Exercise passage:
========

= Museum of Modern Mythology =

Museum of pop culture brands

The Museum of Modern Mythology was a museum of pop culture brands located in San Francisco, California. The museum opened in 1982, and closed in 1989 after its building was damaged beyond repair in the Loma Prieta earthquake.

==History==
===Founding===
The Museum of Modern Mythology (MoMM) was founded in 1982 by Ellen Havre Weis, Jeffrey Errick and Matthew Cohen. Advertising character artifacts collected by Jeffrey Errick were the genesis of the collection. It was first located in Fisherman's Wharf, San Francisco, where it became a tourist draw.

===1982–1989===
The MoMM grew to display 3000 objects from the advertising history of the United States. Advertising characters represented in the collection included the Pillsbury Doughboy, Frito Bandito, Col. Sanders, Cap'n Crunch, Mr. Clean, Mr. Peanut, Mr. Bubble, Charlie the Tuna and the Jolly Green Giant. In a 1988 interview with the New York Times, Weis said that "The premise of the museum is that these characters quite literally enter our subconscious... They have to be studied for their mythological merit. They are inherent archetypes that we're all familiar with already."

In 1986 the MoMM created a hall of fame for living advertising characters. The first inductees were Clara Peller, who asked "Where's the Beef?" in Wendy's television commercials, and the real life Mrs. Olson, Virginia Christine, from Folgers Coffee commercials.

========

Data shown:
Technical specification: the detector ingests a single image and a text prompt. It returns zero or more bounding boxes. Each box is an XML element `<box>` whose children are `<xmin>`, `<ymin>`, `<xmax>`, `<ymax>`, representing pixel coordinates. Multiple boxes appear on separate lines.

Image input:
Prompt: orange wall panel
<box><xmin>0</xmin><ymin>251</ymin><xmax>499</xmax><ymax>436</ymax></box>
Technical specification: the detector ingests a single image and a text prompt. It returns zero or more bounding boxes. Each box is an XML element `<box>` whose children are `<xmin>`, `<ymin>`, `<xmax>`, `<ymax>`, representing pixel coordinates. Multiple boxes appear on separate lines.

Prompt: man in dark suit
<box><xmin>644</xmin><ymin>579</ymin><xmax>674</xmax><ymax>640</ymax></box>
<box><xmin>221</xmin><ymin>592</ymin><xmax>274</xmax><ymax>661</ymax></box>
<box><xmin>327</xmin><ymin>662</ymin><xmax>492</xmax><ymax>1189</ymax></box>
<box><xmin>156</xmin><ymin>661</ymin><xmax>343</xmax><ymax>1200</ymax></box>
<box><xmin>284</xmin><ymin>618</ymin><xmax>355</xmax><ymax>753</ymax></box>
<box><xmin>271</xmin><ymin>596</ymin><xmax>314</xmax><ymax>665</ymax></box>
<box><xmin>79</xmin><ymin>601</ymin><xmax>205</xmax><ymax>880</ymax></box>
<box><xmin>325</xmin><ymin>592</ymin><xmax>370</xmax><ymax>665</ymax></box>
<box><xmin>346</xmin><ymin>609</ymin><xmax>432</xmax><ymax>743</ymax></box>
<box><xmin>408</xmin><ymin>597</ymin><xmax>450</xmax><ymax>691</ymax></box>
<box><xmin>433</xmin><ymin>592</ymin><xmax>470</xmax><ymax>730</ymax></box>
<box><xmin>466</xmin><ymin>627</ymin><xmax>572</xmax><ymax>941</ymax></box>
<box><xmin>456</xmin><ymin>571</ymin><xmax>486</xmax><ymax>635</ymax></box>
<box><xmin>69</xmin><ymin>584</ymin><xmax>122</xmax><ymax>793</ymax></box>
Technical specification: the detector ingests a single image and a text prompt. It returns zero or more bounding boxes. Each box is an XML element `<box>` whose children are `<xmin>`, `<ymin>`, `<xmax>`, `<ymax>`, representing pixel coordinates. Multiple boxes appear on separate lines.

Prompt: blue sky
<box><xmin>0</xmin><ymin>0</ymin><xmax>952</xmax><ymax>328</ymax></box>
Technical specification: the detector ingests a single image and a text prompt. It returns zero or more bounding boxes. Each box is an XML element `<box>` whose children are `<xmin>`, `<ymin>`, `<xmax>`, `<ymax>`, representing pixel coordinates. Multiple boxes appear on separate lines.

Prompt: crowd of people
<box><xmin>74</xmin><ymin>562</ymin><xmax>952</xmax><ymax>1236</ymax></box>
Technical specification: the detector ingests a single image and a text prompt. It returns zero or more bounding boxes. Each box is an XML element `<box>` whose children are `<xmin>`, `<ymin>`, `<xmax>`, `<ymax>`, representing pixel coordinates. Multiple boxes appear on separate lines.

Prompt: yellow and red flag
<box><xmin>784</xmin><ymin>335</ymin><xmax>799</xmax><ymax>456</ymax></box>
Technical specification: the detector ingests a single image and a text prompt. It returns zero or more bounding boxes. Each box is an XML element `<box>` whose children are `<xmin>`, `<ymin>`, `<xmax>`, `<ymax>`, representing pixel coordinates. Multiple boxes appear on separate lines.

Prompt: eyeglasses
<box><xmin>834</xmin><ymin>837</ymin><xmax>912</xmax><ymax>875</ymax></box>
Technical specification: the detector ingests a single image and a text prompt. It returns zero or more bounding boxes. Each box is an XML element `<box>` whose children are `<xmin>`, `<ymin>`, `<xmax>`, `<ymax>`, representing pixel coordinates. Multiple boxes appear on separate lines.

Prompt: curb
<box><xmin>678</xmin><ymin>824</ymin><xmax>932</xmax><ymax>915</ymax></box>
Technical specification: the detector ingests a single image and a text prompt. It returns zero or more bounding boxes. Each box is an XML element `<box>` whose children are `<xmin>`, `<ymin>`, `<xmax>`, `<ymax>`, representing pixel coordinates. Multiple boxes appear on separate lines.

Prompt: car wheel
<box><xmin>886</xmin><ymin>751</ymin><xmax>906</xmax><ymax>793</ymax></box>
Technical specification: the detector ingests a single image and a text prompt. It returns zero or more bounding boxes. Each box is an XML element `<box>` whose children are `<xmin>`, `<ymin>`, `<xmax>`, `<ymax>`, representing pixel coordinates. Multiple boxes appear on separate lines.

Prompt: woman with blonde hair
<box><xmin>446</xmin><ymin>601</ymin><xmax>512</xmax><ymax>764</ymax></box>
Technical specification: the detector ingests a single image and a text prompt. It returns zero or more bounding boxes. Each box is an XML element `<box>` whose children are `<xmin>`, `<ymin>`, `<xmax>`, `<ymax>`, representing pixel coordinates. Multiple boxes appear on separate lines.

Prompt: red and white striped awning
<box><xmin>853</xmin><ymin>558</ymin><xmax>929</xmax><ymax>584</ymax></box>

========

Assigned task 1: Name everyone the Museum of Modern Mythology text lists as a founder of the museum.
Assigned task 2: Please echo the Museum of Modern Mythology text word for word, from "The Museum of Modern Mythology was" up to and including "Loma Prieta earthquake.".
Assigned task 3:
Using the Museum of Modern Mythology text, answer each question on its own line:
(a) In what year did the museum close?
(b) Where was the museum first located?
(c) In what year did the museum create its hall of fame for living advertising characters?

Written answer 1: Ellen Havre Weis, Jeffrey Errick, Matthew Cohen

Written answer 2:
The Museum of Modern Mythology was a museum of pop culture brands located in San Francisco, California. The museum opened in 1982, and closed in 1989 after its building was damaged beyond repair in the Loma Prieta earthquake.

Written answer 3:
(a) 1989
(b) Fisherman's Wharf, San Francisco
(c) 1986